== Exercise instructions ==
Could you reproduce every one of the items below word for word, leaving nothing out and changing nothing?
-- BEGIN Task material --
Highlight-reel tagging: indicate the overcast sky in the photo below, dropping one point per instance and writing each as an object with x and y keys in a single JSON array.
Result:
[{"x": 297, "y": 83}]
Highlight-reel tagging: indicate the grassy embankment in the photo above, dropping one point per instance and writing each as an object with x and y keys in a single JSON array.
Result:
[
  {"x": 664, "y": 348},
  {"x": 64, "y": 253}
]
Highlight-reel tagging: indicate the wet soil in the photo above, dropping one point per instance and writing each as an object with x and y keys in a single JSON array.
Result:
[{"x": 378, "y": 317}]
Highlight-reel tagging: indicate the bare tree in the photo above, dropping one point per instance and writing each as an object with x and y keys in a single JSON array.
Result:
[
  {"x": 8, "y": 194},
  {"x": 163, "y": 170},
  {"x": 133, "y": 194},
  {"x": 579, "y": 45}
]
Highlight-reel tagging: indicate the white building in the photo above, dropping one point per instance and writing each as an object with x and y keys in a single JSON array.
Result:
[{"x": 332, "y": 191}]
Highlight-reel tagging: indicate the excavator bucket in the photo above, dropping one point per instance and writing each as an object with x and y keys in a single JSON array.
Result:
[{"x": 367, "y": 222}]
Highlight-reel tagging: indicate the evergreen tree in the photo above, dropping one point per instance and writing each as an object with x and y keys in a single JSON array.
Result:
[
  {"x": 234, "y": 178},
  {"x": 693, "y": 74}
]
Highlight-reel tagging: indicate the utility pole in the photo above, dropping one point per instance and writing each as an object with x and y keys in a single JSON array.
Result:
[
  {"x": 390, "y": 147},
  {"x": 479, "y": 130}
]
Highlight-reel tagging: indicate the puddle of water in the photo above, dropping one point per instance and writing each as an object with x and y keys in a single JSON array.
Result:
-- END Task material --
== Response to this exercise ==
Highlight-reel tagging: indicate the overcast sky in the photo below, dropping one point per instance and writing each as an object with x and y keys in a single JSON array.
Result:
[{"x": 297, "y": 83}]
Highlight-reel tagging: indicate the grassy embankment in the photo above, dropping one point per instance and writing each as an object with x and y keys in a single JSON array.
Result:
[
  {"x": 664, "y": 348},
  {"x": 64, "y": 253}
]
Highlight-reel tagging: indicate the wet soil in the photo above, dropping one point per instance and writing each as an object with x and y keys in a single JSON array.
Result:
[{"x": 378, "y": 317}]
Highlight-reel tagging: indicate the bare tree in the photo above, dropping one point per instance and writing each as an object with x and y keys in a single JSON array.
Result:
[
  {"x": 8, "y": 194},
  {"x": 163, "y": 170},
  {"x": 133, "y": 194},
  {"x": 579, "y": 45}
]
Highlight-reel tagging: indicate the white building in the photo above, dropping one point per instance and writing each as an object with x and y keys in a single JSON array.
Result:
[{"x": 332, "y": 191}]
Highlight-reel tagging: indicate the excavator bucket in the photo above, dropping one point per instance and writing each as an object with x and y keys in a single JSON array.
Result:
[{"x": 367, "y": 222}]
Highlight-reel tagging: indicate the evergreen tree in the photo above, dropping one point per instance and writing each as an object with x and y keys in a single JSON array.
Result:
[
  {"x": 234, "y": 178},
  {"x": 693, "y": 74}
]
Highlight-reel tagging: indicate the utility pole in the photo above, dropping one point per instance and writing each as an object with x and y keys in a single JSON array.
Result:
[
  {"x": 390, "y": 147},
  {"x": 479, "y": 130}
]
Highlight-reel tagging: indicate the puddle of water in the photo above, dropping one point per instance and writing each as an object with x and y keys in a single JSON array.
Result:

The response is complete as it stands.